> _Work to be completed_:
From the records below, pull each line that has "brown".

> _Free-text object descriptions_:
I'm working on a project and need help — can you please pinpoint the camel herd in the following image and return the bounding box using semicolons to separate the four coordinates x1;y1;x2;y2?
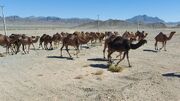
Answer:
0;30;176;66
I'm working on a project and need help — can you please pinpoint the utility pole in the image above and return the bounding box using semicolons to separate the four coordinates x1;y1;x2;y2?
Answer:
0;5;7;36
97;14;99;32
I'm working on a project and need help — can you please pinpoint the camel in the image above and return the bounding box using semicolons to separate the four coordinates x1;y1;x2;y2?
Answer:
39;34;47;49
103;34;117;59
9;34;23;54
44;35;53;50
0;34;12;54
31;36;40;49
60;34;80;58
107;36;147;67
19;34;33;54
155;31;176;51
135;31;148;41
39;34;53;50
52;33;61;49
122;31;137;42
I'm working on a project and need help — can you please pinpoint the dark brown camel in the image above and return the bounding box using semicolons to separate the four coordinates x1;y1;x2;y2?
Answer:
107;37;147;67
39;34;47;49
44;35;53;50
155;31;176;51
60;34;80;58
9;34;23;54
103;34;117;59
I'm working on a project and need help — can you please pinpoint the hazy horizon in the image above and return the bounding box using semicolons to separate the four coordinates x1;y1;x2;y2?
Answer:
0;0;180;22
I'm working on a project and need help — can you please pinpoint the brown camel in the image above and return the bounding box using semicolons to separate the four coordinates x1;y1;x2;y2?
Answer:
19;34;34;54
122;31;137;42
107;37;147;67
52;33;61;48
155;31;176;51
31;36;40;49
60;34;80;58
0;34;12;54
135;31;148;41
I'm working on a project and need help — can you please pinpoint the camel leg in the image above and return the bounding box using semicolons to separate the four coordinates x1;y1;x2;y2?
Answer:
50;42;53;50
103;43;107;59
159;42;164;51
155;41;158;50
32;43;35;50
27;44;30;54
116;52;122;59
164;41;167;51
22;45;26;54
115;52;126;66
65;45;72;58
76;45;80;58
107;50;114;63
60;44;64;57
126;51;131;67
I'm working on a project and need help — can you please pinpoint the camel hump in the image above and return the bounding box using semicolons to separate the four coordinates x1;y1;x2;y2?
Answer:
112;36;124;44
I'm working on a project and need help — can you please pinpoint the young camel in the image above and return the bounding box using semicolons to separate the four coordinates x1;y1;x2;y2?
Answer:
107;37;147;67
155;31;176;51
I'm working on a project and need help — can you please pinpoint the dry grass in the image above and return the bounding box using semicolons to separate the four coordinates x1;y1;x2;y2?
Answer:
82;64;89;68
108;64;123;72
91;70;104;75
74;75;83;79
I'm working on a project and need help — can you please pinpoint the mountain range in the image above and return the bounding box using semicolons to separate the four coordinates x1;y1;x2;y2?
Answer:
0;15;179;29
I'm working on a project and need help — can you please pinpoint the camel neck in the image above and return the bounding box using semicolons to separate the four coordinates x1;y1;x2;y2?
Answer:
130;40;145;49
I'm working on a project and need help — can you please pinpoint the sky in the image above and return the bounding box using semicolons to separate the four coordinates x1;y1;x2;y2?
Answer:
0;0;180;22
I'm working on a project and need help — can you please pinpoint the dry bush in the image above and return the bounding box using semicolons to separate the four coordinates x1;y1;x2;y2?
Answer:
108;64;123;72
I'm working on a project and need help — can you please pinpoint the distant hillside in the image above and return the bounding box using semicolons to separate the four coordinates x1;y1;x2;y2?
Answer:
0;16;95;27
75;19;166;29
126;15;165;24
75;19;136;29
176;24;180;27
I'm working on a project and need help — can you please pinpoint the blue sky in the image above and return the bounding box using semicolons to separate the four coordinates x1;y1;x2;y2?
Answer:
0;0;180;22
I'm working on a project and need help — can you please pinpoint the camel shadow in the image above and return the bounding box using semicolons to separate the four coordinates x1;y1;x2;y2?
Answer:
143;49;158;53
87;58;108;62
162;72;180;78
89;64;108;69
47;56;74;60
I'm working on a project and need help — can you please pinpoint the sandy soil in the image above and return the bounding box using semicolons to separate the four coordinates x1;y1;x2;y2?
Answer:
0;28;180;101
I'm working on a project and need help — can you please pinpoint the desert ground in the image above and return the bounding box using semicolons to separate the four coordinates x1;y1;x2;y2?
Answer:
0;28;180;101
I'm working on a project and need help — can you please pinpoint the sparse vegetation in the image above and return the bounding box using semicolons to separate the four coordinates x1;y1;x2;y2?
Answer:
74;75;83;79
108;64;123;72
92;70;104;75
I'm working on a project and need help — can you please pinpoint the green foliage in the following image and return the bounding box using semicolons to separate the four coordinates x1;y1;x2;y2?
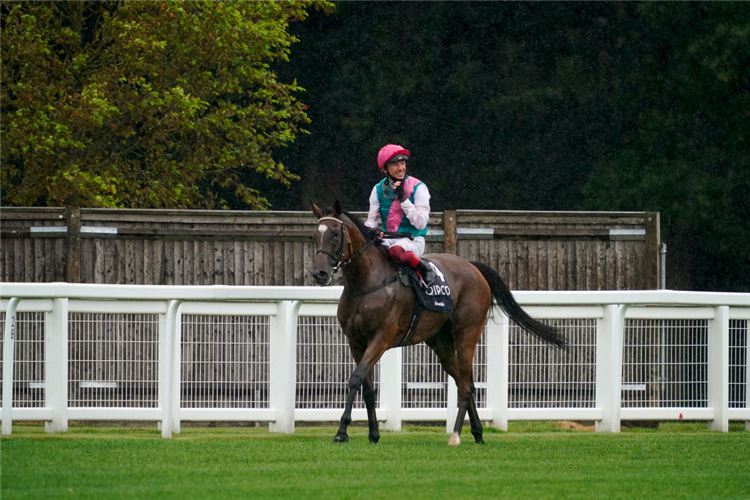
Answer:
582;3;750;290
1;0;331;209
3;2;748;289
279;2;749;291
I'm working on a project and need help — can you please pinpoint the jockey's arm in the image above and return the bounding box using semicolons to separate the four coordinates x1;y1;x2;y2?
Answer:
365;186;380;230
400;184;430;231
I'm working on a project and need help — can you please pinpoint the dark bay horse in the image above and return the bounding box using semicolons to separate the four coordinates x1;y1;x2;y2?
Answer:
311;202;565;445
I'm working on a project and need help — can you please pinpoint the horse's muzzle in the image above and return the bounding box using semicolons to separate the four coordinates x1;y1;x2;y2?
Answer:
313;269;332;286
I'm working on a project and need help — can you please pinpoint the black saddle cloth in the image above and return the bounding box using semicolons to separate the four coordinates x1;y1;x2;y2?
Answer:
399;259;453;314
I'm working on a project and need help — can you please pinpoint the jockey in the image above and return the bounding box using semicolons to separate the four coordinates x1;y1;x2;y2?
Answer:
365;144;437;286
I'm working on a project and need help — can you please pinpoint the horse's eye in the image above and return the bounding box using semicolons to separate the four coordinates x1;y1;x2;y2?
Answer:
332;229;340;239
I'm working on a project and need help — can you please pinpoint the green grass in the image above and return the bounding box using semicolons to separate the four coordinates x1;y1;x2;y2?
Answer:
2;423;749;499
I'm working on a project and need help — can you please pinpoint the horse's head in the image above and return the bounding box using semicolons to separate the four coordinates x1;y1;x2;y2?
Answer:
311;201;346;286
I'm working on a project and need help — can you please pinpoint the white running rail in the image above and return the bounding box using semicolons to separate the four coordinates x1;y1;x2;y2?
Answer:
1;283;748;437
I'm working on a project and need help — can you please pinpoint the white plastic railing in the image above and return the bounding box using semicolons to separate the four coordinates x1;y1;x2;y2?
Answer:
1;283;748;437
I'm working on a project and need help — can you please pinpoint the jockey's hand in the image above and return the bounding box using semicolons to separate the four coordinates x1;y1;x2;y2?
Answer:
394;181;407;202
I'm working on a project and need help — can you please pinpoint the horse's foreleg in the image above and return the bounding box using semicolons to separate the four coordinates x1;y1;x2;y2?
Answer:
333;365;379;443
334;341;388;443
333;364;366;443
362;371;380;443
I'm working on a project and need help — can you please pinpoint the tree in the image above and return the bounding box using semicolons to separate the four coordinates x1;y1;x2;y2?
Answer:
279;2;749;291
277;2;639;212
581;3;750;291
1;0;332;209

> _Result for this exercise_:
I'm working on a project and need help — can you please pinpoint the dark brown camel in the image above and return the bounding box using semicolons to separate the four coordinates x1;y1;x2;y2?
I'm working on a project and need help — can you please pinpoint the brown camel in the image above and return the bounding box using semicolons to separate the four coordinates x1;y1;x2;y2?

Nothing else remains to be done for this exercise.